§ **Do this**: Report each line of the records below that contains the word "woman", copying every such line in full. Case counts.

(Excerpts from point annotation data)
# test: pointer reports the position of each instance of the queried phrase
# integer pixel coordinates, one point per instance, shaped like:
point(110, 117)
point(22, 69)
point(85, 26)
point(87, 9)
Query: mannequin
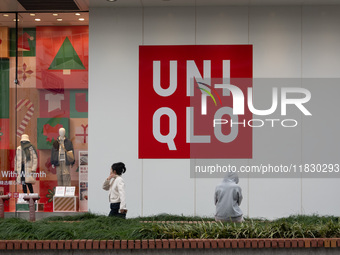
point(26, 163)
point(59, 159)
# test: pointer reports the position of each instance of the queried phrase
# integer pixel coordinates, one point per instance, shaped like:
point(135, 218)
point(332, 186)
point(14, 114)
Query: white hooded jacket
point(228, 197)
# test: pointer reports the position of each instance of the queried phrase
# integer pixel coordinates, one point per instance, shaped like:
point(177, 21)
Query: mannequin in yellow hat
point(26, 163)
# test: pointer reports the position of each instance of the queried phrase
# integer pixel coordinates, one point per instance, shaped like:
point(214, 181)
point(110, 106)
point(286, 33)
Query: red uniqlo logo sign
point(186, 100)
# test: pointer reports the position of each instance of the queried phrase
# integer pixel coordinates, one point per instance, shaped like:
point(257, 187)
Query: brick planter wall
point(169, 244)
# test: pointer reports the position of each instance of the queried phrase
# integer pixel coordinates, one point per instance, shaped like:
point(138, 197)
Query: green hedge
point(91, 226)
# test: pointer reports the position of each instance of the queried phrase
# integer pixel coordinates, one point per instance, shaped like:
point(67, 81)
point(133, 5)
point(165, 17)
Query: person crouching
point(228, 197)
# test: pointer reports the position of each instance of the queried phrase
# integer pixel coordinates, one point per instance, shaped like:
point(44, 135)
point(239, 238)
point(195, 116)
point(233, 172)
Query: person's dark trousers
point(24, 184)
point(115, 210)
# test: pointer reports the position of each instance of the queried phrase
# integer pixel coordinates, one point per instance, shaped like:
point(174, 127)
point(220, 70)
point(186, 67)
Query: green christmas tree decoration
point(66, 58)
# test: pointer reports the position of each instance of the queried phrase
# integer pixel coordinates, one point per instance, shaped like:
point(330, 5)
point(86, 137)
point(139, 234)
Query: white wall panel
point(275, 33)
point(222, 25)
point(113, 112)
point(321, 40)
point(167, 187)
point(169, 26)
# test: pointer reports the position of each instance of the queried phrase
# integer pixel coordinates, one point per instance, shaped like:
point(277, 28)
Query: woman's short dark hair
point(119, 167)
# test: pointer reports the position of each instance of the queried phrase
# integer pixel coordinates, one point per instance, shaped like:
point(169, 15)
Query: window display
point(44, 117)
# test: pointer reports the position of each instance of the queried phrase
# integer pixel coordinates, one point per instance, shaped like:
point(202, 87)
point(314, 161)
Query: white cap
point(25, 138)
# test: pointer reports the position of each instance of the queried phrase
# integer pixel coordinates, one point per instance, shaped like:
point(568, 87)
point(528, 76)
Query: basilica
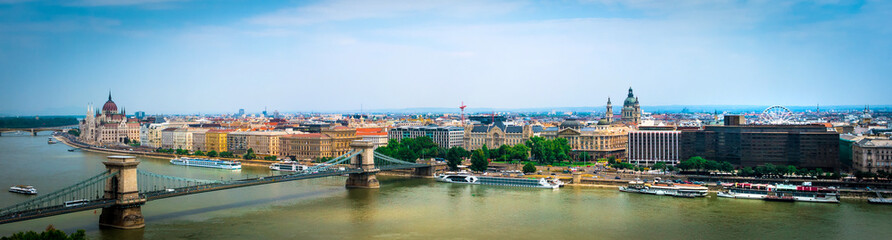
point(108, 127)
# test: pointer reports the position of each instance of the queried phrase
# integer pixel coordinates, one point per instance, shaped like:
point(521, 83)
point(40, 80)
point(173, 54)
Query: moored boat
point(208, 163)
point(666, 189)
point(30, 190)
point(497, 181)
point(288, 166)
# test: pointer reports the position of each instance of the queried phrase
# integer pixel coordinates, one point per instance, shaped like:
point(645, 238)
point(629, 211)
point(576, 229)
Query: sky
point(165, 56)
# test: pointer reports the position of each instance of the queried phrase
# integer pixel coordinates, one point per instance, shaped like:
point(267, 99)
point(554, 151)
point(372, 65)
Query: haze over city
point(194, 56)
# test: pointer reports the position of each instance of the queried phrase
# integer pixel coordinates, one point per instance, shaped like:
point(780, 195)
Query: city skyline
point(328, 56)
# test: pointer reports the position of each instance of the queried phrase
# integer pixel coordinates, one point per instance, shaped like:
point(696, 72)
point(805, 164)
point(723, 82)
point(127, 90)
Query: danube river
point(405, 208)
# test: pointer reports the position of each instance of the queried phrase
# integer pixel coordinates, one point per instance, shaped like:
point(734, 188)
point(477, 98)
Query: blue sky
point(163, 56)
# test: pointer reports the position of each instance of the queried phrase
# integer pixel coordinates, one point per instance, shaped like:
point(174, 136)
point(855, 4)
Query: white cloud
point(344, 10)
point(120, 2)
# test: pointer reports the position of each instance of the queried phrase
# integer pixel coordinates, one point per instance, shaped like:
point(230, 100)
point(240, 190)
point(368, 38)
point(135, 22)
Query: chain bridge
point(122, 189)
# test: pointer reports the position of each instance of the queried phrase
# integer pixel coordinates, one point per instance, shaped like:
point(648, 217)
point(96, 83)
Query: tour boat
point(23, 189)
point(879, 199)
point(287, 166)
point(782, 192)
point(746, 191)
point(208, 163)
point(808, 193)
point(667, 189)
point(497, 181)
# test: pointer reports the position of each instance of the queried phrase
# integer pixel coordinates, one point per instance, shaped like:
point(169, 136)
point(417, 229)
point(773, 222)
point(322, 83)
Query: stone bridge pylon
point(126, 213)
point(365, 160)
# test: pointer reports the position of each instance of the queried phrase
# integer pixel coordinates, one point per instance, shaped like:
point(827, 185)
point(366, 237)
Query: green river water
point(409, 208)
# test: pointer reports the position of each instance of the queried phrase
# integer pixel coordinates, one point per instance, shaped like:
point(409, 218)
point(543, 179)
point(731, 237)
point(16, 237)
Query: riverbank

==

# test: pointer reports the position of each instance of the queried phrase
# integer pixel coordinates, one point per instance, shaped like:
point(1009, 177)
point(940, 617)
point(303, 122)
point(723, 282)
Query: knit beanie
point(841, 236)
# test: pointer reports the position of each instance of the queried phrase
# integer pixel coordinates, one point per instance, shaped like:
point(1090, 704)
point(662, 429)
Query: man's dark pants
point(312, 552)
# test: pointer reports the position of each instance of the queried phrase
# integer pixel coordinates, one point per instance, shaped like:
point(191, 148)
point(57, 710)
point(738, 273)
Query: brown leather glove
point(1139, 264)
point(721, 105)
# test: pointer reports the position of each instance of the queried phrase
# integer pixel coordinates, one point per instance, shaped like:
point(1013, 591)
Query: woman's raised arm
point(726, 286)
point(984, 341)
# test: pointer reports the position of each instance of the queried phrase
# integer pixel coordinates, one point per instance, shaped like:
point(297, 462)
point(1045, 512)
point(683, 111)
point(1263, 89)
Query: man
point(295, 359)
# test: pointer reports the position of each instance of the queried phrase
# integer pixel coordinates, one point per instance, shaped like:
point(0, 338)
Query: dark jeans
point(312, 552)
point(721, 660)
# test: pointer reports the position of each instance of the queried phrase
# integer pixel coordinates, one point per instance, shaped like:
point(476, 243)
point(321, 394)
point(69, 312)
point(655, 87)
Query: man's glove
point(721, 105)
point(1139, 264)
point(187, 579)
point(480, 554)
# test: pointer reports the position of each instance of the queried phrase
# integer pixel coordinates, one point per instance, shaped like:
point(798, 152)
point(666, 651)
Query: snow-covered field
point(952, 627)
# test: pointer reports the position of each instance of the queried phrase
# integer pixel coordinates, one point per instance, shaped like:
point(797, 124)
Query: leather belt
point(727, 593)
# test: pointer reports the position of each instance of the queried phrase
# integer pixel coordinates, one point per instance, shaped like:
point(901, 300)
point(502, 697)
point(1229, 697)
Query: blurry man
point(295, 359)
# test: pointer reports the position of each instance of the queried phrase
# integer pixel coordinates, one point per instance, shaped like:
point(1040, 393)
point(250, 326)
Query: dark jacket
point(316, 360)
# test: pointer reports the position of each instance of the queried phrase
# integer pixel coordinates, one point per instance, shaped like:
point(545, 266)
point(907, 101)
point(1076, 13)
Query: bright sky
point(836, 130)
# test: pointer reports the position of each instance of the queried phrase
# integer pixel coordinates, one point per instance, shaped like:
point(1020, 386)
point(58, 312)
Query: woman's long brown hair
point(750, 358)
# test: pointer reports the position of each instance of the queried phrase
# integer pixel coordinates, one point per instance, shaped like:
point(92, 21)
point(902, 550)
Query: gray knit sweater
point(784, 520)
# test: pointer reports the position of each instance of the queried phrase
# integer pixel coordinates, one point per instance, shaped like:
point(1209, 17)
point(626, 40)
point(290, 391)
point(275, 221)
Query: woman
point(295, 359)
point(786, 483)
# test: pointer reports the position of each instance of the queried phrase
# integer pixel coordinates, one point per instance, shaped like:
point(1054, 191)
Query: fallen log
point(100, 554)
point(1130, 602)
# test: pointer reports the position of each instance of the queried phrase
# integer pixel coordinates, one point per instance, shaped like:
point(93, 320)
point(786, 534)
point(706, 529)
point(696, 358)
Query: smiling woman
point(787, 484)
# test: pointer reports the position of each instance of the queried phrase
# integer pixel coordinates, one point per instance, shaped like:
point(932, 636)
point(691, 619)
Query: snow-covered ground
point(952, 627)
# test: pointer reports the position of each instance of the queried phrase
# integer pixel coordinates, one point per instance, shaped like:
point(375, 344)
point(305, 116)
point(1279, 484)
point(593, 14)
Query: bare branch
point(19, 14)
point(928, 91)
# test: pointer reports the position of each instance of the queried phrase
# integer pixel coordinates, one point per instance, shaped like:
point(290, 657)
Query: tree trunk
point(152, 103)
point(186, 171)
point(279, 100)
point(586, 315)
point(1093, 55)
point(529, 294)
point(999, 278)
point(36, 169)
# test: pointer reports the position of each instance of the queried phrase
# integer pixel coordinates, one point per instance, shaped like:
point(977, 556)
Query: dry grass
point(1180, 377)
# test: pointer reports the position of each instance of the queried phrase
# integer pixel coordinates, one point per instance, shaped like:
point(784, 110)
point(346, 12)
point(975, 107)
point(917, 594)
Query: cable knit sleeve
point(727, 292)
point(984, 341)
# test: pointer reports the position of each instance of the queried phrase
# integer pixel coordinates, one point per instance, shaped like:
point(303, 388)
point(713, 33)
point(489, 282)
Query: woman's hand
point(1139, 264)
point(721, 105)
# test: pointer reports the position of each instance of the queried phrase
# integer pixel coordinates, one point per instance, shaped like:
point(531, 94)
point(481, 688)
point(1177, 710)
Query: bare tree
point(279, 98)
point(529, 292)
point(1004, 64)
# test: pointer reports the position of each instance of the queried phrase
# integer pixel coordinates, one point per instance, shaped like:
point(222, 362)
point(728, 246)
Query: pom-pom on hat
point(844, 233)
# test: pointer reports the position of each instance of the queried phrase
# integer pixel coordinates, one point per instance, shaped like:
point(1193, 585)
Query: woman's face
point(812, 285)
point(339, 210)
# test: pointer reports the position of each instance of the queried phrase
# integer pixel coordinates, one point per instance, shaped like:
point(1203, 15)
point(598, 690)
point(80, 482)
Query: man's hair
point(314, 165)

§ **Written solution**:
Query: woman's short dark hair
Query: woman's raised arm
Query: woman's long brown hair
Query: woman
Query: smiling woman
Query: woman's hand
Query: woman's face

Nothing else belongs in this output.